▸ **To be done**
Reformat the data lines running from the line with "Would you kindly point at the track light head" to the line with "<point>87,160</point>", inclusive, as a numbered list that leaves out blank lines.

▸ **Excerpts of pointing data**

※ ※ ※

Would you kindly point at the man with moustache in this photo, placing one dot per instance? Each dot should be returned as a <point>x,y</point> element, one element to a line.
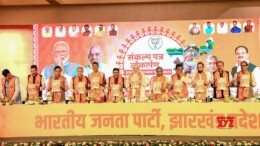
<point>97,83</point>
<point>221,82</point>
<point>95,55</point>
<point>79,86</point>
<point>35,84</point>
<point>136,83</point>
<point>10,87</point>
<point>244,80</point>
<point>57,86</point>
<point>61,53</point>
<point>201,81</point>
<point>115,86</point>
<point>159,86</point>
<point>178,82</point>
<point>242,54</point>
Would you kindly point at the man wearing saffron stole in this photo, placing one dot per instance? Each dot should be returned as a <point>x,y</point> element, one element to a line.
<point>136,83</point>
<point>178,83</point>
<point>57,86</point>
<point>10,86</point>
<point>159,86</point>
<point>115,87</point>
<point>221,82</point>
<point>244,80</point>
<point>97,84</point>
<point>200,82</point>
<point>35,84</point>
<point>79,86</point>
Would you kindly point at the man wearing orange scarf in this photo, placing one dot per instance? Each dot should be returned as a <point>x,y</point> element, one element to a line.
<point>159,86</point>
<point>200,82</point>
<point>221,82</point>
<point>115,87</point>
<point>35,84</point>
<point>57,86</point>
<point>136,83</point>
<point>178,83</point>
<point>79,86</point>
<point>10,86</point>
<point>244,80</point>
<point>97,84</point>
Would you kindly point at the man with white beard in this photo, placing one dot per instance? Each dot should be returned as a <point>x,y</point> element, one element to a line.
<point>61,53</point>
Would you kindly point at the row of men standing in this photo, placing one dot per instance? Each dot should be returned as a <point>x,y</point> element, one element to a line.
<point>95,87</point>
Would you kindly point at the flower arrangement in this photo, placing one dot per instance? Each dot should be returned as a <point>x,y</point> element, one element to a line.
<point>5,101</point>
<point>150,98</point>
<point>34,101</point>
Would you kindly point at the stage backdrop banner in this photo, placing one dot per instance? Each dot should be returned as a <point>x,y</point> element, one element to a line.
<point>200,119</point>
<point>149,44</point>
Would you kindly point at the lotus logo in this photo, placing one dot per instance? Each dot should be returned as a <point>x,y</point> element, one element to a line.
<point>155,42</point>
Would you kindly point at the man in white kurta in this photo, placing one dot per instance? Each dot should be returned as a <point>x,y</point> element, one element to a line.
<point>136,83</point>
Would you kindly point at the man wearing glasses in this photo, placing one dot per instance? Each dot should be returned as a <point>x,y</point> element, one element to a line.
<point>244,80</point>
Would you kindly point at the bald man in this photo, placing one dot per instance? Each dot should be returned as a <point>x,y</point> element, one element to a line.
<point>136,83</point>
<point>61,54</point>
<point>95,55</point>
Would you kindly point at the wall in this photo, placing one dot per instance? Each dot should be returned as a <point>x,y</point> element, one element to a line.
<point>129,12</point>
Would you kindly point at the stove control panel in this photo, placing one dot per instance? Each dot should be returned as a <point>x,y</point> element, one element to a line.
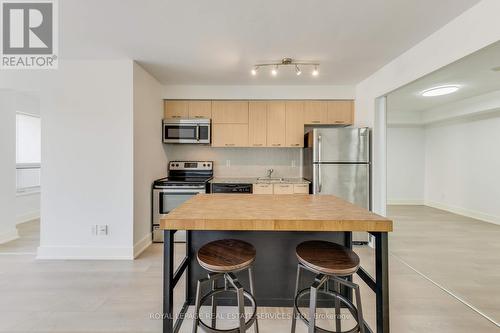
<point>191,165</point>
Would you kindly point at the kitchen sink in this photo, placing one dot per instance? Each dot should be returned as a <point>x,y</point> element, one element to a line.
<point>270,180</point>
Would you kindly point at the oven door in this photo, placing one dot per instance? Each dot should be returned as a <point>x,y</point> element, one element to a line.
<point>164,201</point>
<point>186,133</point>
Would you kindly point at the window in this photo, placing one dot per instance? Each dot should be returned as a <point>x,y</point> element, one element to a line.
<point>28,152</point>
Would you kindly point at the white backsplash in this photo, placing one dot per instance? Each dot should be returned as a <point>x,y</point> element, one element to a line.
<point>242,162</point>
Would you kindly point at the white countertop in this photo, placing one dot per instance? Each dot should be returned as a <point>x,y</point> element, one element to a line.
<point>254,180</point>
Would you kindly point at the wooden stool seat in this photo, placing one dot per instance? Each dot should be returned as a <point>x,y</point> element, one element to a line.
<point>328,258</point>
<point>226,255</point>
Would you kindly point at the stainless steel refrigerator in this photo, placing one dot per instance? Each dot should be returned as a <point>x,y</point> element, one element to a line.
<point>337,161</point>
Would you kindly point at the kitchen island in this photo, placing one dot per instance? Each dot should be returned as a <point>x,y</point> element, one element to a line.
<point>275,225</point>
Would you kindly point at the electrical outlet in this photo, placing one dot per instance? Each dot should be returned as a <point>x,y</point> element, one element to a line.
<point>100,230</point>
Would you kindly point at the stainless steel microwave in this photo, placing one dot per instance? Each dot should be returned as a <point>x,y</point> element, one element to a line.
<point>196,130</point>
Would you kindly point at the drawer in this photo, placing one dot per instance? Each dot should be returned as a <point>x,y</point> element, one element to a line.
<point>262,189</point>
<point>283,188</point>
<point>301,188</point>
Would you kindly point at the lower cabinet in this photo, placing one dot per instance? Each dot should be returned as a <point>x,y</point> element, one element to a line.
<point>283,188</point>
<point>301,188</point>
<point>262,188</point>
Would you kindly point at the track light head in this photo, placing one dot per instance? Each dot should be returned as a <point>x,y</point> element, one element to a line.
<point>297,70</point>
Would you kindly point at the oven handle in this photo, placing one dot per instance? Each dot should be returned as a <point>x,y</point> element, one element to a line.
<point>180,191</point>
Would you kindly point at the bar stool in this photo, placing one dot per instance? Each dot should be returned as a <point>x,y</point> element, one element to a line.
<point>222,259</point>
<point>330,262</point>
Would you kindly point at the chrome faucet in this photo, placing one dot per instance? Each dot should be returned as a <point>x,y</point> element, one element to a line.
<point>269,172</point>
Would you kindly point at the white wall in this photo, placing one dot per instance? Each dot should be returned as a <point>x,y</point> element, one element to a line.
<point>8,229</point>
<point>242,162</point>
<point>405,164</point>
<point>462,167</point>
<point>27,206</point>
<point>467,33</point>
<point>150,160</point>
<point>87,160</point>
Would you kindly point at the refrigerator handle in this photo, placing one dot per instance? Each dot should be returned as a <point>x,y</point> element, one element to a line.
<point>319,164</point>
<point>319,148</point>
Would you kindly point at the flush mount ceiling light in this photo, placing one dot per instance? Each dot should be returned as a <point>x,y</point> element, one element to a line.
<point>439,91</point>
<point>296,64</point>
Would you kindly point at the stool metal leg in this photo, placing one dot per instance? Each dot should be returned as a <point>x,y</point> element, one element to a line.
<point>214,305</point>
<point>360,311</point>
<point>337,307</point>
<point>294,312</point>
<point>252,285</point>
<point>241,299</point>
<point>312,308</point>
<point>197,307</point>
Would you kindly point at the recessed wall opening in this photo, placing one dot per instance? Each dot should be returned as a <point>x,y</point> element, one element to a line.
<point>442,177</point>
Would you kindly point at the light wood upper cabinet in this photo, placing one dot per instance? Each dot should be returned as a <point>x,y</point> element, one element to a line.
<point>230,112</point>
<point>257,124</point>
<point>341,112</point>
<point>230,135</point>
<point>294,124</point>
<point>276,116</point>
<point>176,109</point>
<point>200,109</point>
<point>315,112</point>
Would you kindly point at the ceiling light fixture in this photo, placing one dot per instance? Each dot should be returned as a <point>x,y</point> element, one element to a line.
<point>287,62</point>
<point>297,70</point>
<point>315,71</point>
<point>274,71</point>
<point>439,91</point>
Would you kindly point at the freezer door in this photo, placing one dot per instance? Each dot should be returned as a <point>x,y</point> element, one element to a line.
<point>347,181</point>
<point>341,145</point>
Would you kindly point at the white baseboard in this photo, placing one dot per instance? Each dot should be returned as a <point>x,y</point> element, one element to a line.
<point>142,245</point>
<point>465,212</point>
<point>7,236</point>
<point>405,202</point>
<point>28,217</point>
<point>85,253</point>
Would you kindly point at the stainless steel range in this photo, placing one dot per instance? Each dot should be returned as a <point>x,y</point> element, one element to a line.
<point>185,179</point>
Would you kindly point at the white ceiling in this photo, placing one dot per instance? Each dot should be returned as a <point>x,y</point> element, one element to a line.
<point>217,41</point>
<point>473,73</point>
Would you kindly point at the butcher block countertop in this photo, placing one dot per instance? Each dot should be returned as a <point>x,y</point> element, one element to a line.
<point>269,212</point>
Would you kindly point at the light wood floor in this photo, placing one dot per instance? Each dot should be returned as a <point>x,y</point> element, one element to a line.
<point>439,263</point>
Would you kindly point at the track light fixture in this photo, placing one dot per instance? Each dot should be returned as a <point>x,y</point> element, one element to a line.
<point>274,71</point>
<point>287,62</point>
<point>297,70</point>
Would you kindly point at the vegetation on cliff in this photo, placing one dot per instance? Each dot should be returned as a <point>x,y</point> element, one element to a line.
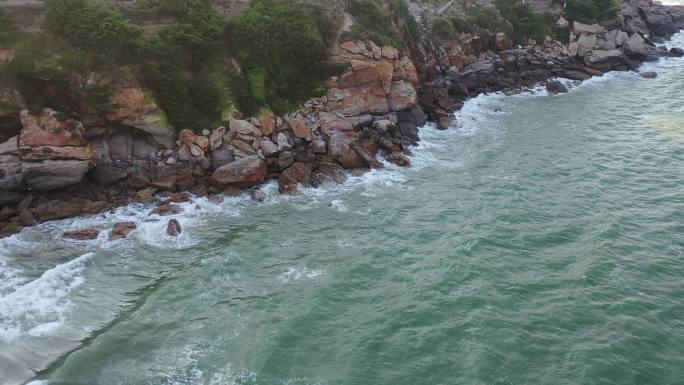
<point>383,22</point>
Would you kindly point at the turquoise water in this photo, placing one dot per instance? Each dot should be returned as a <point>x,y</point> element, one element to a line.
<point>543,244</point>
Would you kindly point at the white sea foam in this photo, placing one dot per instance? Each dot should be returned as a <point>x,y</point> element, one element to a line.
<point>297,273</point>
<point>39,307</point>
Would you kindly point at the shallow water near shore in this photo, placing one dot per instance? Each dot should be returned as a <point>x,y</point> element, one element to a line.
<point>542,244</point>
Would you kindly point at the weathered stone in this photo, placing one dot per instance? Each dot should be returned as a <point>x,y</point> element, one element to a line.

※ ※ ※

▸ **The response**
1. Would you kindly point at the track light head in this photo, placing one dot per instance? Each dot should be returned as a <point>x,y</point> element, one element to a line.
2. <point>297,70</point>
3. Would you kindly point at the oven handle in this photo, placing one dot per instance? Each dot should be returned as a <point>x,y</point> element, one element to a line.
4. <point>180,191</point>
5. Would you kindly point at the bar stool in this photo, placing one dot per instance? Each dot should be returned as a <point>x,y</point> element, one element to a line.
6. <point>222,259</point>
7. <point>330,262</point>
8. Would you kindly point at the chrome faucet in this photo, placing one dot per instance? Each dot should be returned as a <point>x,y</point> element, one element to a line.
9. <point>269,172</point>
10. Would you kindly point at the white wall in this photo, placing one dot per instance? Each dot should be returned as a <point>x,y</point> element, one element to a line.
11. <point>8,229</point>
12. <point>242,162</point>
13. <point>405,164</point>
14. <point>462,167</point>
15. <point>27,206</point>
16. <point>467,33</point>
17. <point>150,160</point>
18. <point>87,160</point>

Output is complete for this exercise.